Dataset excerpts

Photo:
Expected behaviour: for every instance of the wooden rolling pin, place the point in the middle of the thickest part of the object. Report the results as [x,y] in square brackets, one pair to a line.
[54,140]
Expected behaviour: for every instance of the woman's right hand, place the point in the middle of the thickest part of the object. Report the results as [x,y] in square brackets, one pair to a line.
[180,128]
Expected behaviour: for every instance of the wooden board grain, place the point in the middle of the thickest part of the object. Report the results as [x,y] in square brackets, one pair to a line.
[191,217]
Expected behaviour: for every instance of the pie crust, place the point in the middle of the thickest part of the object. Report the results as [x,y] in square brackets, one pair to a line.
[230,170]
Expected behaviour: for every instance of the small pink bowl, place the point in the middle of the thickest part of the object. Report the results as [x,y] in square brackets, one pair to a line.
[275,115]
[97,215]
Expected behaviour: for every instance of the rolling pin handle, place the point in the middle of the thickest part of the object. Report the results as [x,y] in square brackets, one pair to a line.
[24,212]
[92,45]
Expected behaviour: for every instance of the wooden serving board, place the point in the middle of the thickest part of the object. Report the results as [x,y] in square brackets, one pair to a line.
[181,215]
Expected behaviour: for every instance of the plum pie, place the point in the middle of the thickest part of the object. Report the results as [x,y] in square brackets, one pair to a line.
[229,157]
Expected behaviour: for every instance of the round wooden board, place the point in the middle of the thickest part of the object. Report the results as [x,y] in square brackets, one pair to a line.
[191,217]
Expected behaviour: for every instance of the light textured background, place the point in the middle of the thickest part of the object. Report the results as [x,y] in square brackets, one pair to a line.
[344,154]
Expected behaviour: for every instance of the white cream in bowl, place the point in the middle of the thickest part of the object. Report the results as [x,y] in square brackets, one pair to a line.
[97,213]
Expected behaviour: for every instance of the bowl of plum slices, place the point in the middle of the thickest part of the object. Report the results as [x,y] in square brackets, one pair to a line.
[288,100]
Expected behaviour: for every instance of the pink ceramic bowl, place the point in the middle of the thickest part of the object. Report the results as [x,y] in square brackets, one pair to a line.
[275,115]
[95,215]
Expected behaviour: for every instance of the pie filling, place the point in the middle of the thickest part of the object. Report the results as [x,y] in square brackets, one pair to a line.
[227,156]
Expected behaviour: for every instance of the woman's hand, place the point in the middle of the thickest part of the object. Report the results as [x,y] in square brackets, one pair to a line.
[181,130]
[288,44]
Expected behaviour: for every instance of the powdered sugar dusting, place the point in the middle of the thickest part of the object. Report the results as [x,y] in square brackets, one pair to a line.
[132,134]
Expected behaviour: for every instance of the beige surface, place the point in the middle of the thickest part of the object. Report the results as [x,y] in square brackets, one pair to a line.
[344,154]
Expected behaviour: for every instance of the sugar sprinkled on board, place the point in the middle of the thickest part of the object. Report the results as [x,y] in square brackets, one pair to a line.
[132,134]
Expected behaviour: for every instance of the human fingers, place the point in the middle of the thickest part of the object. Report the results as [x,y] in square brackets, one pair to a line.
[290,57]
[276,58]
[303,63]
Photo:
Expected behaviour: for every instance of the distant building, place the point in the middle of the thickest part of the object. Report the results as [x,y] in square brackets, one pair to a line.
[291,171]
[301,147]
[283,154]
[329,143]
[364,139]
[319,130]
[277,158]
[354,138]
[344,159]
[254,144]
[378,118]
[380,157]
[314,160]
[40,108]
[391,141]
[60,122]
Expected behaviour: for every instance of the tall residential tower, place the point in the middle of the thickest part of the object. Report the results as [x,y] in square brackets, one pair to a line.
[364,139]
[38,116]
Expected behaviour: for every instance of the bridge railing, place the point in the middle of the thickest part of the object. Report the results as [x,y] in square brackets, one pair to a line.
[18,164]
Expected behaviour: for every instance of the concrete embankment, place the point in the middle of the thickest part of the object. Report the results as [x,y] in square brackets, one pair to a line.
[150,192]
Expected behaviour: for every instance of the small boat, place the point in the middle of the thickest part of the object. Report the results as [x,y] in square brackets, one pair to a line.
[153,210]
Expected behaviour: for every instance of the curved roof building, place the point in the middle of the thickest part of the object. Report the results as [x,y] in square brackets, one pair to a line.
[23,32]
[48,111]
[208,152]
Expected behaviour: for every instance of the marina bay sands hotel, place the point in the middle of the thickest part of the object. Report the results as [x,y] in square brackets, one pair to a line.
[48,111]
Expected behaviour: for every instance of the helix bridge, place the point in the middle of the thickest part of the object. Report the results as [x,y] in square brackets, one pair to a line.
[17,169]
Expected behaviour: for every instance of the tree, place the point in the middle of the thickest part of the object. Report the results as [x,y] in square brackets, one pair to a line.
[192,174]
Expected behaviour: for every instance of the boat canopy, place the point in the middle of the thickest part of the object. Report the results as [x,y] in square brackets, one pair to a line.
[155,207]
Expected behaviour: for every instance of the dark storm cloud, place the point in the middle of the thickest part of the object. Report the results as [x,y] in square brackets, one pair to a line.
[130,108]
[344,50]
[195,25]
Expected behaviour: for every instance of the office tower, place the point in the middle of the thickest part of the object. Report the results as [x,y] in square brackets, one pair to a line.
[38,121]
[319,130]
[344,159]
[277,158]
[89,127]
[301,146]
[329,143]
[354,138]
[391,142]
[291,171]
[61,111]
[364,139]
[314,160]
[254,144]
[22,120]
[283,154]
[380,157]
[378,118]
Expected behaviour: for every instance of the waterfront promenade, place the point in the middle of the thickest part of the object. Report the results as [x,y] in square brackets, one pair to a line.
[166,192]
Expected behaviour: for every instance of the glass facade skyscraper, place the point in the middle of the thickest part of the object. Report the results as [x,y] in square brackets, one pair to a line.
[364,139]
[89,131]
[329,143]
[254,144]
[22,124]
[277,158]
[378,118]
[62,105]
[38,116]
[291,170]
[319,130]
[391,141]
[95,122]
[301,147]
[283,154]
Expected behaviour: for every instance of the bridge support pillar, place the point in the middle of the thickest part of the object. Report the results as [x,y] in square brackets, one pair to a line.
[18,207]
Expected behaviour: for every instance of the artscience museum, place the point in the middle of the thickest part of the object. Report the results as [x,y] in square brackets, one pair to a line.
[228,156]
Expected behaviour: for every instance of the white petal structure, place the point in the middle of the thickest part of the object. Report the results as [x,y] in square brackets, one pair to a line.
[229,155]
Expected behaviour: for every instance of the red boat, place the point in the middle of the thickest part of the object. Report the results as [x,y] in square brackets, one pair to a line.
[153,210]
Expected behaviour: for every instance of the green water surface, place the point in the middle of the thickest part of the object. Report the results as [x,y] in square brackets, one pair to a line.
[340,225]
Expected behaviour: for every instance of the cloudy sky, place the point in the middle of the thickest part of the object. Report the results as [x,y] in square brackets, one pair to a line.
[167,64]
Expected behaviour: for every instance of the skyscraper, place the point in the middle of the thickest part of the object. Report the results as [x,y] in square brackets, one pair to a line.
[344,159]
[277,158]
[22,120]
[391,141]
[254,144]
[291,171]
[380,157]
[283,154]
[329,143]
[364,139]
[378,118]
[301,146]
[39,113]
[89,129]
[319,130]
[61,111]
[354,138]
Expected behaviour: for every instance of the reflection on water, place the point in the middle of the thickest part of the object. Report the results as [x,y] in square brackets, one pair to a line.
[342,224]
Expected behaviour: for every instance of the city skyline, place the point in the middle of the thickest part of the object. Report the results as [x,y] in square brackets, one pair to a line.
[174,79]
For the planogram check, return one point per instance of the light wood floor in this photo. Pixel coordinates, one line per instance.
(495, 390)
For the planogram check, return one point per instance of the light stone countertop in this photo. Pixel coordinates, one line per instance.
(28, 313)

Task requirements: From the first line to the last, return the data exactly.

Result of the exercise:
Photo:
Expected behaviour: for every instance of the wooden rolling pin, place the point in the middle of the thickest part of the object. Report the results as [x,y] in square brackets, one pair to a line.
[54,140]
Expected behaviour: for every instance of the woman's right hand, place the point in the middle of the thickest part of the object. Report the results as [x,y] in square brackets, one pair to a line.
[180,128]
Expected behaviour: for every instance of the wooden board grain, place the point in the middle of the thickest part of the object. Report the results as [x,y] in square brackets, one pair to a line.
[191,217]
Expected behaviour: for every instance of the pie crust, place the point in the middle of the thickest part of the object. Report the results as [x,y] in square brackets, one pair to a line.
[230,170]
Expected behaviour: for every instance of the small pink bowl, place the point in the middle of the thickest part of the object. Report the results as [x,y] in square brackets, one pair to a line.
[275,115]
[97,215]
Expected behaviour: for every instance of the rolling pin handle, place the point in the middle of the thickest part of the object. Report the results as [x,y] in square brackets, one pair to a line.
[24,212]
[92,45]
Expected behaviour: for every instance of the wooden serving board, place the point in the middle of the thickest part of the object. Report the results as [x,y] in square brackets, one pair to a line.
[181,215]
Expected behaviour: for every instance of the plum pie, place the point in the middle of the thickest part of the object. Report the results as [x,y] in square brackets, one pair to a line.
[229,157]
Expected behaviour: for every instance of the round wooden board, place the point in the middle of the thickest part of the object. Report the results as [x,y] in square brackets, one pair to a line.
[191,217]
Expected behaviour: for every instance of the light textured background, place the point in the middle of the thickest part of the object. Report the results as [x,y] in square brackets, one pair to a line.
[344,154]
Expected behaviour: for every instance of the white cream in bowl, place the point in the middle of the thickest part of the object. Report the results as [x,y] in square brackets, one pair to a line.
[97,213]
Expected behaviour: for every instance of the bowl of plum slices, place the point in the middle of the thickest part of the object. Report the results as [x,y] in square brackets, one pair to a line.
[288,100]
Expected behaviour: for every instance of the pink ceramic bowl, place the point in the middle of the thickest part of the object. Report the results as [x,y] in square brackets, one pair to a line.
[275,115]
[95,215]
Expected behaviour: for every instance of the pie filling, place the point in the middle of the thickest part of the object. Report the results as [x,y] in square brackets, one pair to a line.
[227,156]
Expected behaviour: for every instance of the woman's hand, place the point in the middle of the thickest part of the object. Report the results as [x,y] in square brackets, one pair to a line.
[181,130]
[288,44]
Expected behaviour: for every instance of the powdered sugar dusting, place the point in the middle of the thickest part of the object. Report the results as [x,y] in square brackets, one pair to a line.
[132,134]
Expected behaviour: for every instance of the beige surface, place the point in the middle of the thickest part of the object. Report the results as [x,y] in square brackets, one pair to a line.
[344,154]
Expected behaviour: for every instance of the sugar sprinkled on board, place the point in the middle of the thickest part of the object. Report the results as [x,y] in square brackets, one pair to a line.
[132,134]
Expected behaviour: for every instance of the human fingers, place the point in the middle of the thickest part of the object. Report the results as [x,y] in square brackets, one pair to a line.
[290,57]
[276,58]
[303,63]
Photo:
Expected behaviour: for every instance of the distant building, place the point in the middle of the thickest part of the object. Report the results as [x,y] in square brackets, one pair to a line.
[291,171]
[301,147]
[283,154]
[329,143]
[364,139]
[319,130]
[277,158]
[354,138]
[344,159]
[254,144]
[378,118]
[380,157]
[314,160]
[40,108]
[391,141]
[60,122]
Expected behaviour: for every instance of the tall residential tower, place the point in the middle of the thickest part of the object. Report the results as [x,y] in square brackets, one pair to a line.
[364,139]
[38,116]
Expected behaviour: for every instance of the bridge railing, place the point in the middle of the thickest part of the object. Report the results as [x,y] in square brackets, one pair to a line.
[18,164]
Expected behaviour: for every instance of the concrete embankment, place the point in the middle of the thickest part of the object. Report the results as [x,y] in square brackets, one pair to a line.
[150,192]
Expected behaviour: for every instance of the small boat, place the point in the middle of the thickest part of the object. Report the results as [x,y] in square brackets, one pair to a line.
[153,210]
Expected behaviour: for every instance of the curved roof building, place the point in the middle of the thickest part of the object. Report the results as [x,y] in square brackets, one pair to a line.
[23,32]
[48,111]
[208,152]
Expected behaviour: for every instance of the marina bay sands hotel, place the point in the middle of the thickest part of the object. Report the results as [x,y] in square brackets, one pair to a line.
[48,111]
Expected behaviour: for every instance of the helix bridge, place the point in the middle of the thickest part of the object. Report the results as [x,y] in square brackets, one pair to a line.
[17,169]
Expected behaviour: for every instance of the tree, place the point in the middle of the thickest part of the object. Report the results as [x,y] in square brackets, one pair to a line.
[192,174]
Expected behaviour: for every instance of the boat canopy, place the point in the middle of the thickest part of the object. Report the results as [x,y] in square brackets, one pair to a line.
[155,207]
Expected behaviour: for every instance of the dark storm cloud, place the point in the middle of the thickest part of the object. Report the results as [x,y] in square brackets, one pair to a line.
[130,108]
[344,50]
[195,25]
Expected behaviour: for every instance of the office tower, place the point in the middle of the thickest part of the object. Report the results as [x,y] in square brackets, one pair to a line.
[38,121]
[319,130]
[344,159]
[277,158]
[89,127]
[301,146]
[329,143]
[354,138]
[391,142]
[291,171]
[61,111]
[364,139]
[314,160]
[254,144]
[22,120]
[283,154]
[380,157]
[378,118]
Expected behaviour: for every instance of the waterfront promenade, place the point in the middle of the thickest part of the object. Report the results as [x,y] in square brackets, one pair to a line.
[166,192]
Expected behaviour: for every instance of the glass facade skyscraper, place the point in the middle of the thickest part of the object. Report the results as [x,y] in square brackets, one pair to a line.
[364,139]
[89,131]
[329,143]
[254,144]
[22,124]
[277,158]
[378,118]
[62,105]
[38,116]
[291,170]
[319,130]
[391,141]
[95,122]
[301,147]
[283,154]
Expected behaviour: for every instance of the bridge support pillar, place the point in the middle of the thickest part of the object. Report the results as [x,y] in square brackets, one pair to a line.
[18,207]
Expected behaviour: for every instance of the artscience museum, place the point in the middle of the thickest part of the object. Report the results as [x,y] in square brackets, one pair to a line.
[228,156]
Expected behaviour: for every instance of the white petal structure, place the point in the middle of the thickest part of the object. Report the results as [x,y] in square brackets, one pair to a line.
[229,155]
Expected behaviour: for every instance of the red boat, place the point in the middle of the thickest part of the object. Report the results as [x,y] in square brackets, one pair to a line.
[153,210]
Expected behaviour: for every instance of the green water surface, place the point in the middle of the thickest part of the object. Report the results as [x,y] in square brackets, one pair to a line.
[340,225]
Expected behaviour: for every instance of the cloudy sky, place the point in the middle of the thickest part of the object. Report the results as [x,y] in square brackets, one pair to a line.
[167,64]
Expected behaviour: for every instance of the skyscraper, place the point in the middle of the thickest part of the object. Report the results as [x,y] in square brackets, one pair to a line.
[344,159]
[277,158]
[22,120]
[391,141]
[254,144]
[291,171]
[380,157]
[283,154]
[329,143]
[364,139]
[378,118]
[301,146]
[39,113]
[89,129]
[319,130]
[61,111]
[354,138]
Expected behaviour: for every instance of the reflection on water, place the point in the middle of the thickest part of the object. Report the results as [x,y] in square brackets, one pair to a line.
[342,224]
Expected behaviour: for every instance of the city skyline, place the point in the middle of the thickest part of the object. Report the results as [x,y] in square brackets, one pair to a line.
[174,79]
For the planogram check, return one point per instance of the light wood floor in this photo. Pixel coordinates, one line per instance.
(495, 390)
For the planogram check, return one point per instance of the light stone countertop in this photo. Pixel coordinates, one line per instance.
(28, 313)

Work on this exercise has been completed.